**Goal**:
Count the lines in the data below that contain the string "earpiece", and reply with only that number.

**Raw data**:
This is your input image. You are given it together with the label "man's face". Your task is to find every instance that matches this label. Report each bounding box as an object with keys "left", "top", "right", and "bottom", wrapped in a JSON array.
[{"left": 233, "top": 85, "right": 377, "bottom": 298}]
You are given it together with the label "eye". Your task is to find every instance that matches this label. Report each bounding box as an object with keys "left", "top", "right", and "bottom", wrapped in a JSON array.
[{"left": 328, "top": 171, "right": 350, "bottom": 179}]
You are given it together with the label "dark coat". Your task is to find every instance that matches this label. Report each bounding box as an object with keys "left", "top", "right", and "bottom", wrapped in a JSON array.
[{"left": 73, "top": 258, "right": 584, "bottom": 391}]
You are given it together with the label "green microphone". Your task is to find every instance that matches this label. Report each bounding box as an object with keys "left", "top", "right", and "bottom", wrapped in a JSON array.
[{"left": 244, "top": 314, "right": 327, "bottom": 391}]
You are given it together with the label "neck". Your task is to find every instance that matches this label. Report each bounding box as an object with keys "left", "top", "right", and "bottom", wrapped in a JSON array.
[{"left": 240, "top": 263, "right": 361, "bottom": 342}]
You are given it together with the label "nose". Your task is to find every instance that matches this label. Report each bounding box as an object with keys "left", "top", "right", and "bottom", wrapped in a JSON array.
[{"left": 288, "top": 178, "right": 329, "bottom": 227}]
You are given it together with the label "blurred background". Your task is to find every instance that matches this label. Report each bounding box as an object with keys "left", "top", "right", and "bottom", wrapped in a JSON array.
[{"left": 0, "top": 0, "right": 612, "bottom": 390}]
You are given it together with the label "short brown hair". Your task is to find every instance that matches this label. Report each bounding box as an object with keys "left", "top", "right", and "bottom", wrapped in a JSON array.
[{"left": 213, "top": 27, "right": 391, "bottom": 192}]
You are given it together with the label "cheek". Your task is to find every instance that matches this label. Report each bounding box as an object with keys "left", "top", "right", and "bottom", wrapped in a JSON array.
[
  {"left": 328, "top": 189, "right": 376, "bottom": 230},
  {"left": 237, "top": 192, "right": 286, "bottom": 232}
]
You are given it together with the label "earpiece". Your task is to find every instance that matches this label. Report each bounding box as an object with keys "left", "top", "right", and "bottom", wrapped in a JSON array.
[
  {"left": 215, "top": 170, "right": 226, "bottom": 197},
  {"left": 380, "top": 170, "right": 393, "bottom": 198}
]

**Solution to this task**:
1